*** DATA LISTING ***

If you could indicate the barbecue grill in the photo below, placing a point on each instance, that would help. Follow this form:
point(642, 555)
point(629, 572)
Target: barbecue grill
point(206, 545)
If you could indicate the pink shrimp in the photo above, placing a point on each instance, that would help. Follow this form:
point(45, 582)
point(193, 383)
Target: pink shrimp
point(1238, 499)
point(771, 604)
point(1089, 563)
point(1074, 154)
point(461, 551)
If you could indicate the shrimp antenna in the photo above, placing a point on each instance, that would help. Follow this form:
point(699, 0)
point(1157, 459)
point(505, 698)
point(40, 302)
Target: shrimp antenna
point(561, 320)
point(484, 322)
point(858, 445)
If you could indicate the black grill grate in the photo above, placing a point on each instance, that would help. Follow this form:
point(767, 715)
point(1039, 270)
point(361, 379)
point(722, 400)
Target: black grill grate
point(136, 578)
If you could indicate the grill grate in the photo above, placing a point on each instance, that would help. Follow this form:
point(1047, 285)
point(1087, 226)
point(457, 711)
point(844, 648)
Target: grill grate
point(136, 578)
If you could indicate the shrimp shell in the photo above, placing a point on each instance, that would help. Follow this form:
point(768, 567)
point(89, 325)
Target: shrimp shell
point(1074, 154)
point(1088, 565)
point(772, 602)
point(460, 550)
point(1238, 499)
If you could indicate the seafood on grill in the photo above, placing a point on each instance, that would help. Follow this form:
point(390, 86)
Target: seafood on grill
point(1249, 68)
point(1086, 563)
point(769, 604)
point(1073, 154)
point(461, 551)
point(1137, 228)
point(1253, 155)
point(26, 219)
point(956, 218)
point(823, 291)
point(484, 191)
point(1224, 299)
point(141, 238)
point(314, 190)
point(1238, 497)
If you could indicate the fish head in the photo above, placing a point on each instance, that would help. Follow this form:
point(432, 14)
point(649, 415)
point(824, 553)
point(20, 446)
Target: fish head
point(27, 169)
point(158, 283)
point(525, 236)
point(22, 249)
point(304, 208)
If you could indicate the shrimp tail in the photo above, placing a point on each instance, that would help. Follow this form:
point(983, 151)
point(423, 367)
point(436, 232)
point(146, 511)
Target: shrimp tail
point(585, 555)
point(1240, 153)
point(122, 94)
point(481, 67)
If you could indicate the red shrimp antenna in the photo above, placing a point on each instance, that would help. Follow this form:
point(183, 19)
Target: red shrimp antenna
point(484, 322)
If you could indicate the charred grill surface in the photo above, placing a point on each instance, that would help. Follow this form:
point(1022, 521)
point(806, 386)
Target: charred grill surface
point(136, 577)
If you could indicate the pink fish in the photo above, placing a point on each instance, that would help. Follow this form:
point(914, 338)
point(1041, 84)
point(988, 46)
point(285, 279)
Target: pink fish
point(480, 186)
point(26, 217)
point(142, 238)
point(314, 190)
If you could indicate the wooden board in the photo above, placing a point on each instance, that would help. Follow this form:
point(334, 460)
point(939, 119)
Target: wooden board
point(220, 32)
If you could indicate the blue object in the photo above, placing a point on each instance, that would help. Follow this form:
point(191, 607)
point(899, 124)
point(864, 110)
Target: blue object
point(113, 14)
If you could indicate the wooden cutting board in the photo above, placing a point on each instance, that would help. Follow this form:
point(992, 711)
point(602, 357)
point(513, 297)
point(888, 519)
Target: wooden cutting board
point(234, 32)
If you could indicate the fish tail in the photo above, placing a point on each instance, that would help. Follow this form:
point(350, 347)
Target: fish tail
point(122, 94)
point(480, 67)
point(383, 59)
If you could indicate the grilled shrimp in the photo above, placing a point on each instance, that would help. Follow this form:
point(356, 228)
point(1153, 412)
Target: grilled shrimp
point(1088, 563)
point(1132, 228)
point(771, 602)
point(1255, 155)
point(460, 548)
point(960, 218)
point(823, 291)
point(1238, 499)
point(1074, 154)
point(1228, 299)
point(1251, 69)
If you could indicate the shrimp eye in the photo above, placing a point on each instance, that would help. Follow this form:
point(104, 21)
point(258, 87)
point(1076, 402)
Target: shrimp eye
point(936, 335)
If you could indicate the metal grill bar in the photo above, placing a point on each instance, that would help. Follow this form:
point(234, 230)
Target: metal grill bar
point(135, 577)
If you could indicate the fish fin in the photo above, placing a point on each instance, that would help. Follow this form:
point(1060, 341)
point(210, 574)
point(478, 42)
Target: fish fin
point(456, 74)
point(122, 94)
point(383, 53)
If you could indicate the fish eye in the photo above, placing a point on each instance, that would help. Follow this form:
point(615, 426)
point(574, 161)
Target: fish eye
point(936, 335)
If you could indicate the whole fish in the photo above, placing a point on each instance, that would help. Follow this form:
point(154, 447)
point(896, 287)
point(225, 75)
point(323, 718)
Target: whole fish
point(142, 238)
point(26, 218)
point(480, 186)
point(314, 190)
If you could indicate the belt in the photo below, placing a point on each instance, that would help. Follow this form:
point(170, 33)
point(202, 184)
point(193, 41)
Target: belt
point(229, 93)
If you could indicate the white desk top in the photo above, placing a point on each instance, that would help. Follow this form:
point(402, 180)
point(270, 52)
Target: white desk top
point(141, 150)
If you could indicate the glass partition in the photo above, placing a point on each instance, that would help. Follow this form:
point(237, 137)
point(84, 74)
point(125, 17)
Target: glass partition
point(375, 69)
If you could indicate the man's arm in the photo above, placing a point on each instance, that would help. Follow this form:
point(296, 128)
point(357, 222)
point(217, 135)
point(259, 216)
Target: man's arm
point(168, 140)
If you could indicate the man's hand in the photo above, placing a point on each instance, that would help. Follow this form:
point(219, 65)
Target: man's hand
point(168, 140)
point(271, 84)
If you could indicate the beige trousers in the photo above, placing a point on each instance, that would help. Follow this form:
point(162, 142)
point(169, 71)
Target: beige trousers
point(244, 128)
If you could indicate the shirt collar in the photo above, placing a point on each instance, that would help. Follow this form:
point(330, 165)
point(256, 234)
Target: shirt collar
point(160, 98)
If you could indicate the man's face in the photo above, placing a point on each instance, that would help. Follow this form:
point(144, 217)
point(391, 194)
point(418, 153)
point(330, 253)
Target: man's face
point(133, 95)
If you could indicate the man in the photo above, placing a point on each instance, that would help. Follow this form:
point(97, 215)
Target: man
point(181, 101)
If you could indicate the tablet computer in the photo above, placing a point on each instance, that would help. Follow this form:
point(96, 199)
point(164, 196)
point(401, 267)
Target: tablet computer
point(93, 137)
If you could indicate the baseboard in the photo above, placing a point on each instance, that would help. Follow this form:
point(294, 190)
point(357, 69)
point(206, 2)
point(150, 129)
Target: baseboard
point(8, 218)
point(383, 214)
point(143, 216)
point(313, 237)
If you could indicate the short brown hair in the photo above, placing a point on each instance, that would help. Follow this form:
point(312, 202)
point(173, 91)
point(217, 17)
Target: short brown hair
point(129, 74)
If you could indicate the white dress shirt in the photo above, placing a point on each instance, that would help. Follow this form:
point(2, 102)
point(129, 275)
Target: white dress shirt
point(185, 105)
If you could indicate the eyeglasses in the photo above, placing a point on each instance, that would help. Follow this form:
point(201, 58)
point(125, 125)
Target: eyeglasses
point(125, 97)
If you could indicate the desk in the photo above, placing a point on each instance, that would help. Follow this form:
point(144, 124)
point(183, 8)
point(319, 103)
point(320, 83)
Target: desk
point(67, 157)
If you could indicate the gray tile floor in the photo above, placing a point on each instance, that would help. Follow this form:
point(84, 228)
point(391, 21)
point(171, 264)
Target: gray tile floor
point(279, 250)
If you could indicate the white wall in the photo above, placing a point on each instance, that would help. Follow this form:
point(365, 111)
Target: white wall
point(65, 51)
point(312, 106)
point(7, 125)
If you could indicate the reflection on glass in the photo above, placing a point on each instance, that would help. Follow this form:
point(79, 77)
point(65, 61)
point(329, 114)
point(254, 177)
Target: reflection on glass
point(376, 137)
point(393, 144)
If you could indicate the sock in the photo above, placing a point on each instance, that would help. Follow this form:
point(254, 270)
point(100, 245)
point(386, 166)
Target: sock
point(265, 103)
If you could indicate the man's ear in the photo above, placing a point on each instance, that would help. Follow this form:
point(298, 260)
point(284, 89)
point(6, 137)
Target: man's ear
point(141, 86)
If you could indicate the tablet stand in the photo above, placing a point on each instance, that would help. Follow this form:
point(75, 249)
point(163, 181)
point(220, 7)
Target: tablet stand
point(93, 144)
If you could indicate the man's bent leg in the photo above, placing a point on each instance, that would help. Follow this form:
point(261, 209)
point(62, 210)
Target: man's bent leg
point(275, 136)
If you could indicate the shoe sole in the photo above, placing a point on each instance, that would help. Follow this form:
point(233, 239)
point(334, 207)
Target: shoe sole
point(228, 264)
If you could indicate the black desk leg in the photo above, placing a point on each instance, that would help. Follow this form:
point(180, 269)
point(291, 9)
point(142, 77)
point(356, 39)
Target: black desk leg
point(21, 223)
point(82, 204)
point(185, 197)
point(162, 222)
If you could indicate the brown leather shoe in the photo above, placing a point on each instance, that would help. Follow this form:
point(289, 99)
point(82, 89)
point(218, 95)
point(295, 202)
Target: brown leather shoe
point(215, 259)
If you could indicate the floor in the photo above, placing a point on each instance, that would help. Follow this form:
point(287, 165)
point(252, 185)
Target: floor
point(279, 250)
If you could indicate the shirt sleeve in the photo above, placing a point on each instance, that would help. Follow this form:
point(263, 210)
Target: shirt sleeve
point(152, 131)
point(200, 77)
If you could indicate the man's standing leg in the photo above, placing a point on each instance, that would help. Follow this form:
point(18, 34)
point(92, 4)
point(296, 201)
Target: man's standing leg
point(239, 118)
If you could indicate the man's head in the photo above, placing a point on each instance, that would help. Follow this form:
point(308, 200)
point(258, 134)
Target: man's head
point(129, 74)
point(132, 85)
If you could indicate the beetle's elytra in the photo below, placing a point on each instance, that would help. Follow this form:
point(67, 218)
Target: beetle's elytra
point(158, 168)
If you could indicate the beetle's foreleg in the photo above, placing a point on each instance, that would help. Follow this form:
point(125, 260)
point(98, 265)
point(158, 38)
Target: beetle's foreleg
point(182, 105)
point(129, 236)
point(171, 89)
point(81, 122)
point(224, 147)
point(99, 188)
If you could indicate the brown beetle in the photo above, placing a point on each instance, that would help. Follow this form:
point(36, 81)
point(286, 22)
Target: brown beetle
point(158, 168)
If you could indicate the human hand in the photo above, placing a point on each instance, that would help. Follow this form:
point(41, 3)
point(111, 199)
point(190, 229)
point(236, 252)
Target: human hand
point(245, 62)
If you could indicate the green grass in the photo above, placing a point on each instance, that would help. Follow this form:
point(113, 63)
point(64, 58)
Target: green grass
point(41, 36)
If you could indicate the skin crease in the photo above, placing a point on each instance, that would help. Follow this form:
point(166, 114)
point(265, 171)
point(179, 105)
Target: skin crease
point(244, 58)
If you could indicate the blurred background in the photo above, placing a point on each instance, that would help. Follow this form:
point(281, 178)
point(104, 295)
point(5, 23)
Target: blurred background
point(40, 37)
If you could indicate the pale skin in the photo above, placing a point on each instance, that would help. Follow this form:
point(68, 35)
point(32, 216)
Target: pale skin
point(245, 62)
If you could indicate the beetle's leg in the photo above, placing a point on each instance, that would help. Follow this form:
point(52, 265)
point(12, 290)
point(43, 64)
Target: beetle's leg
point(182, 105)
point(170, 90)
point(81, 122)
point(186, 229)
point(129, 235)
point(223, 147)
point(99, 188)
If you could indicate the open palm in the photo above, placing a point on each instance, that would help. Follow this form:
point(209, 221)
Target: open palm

***

All lines that hold the word "open" should be copied from the data.

• _TASK RESULT_
If you could indicate the open palm in the photo above, placing a point on each instance, that would help. Follow this form:
Target: open palm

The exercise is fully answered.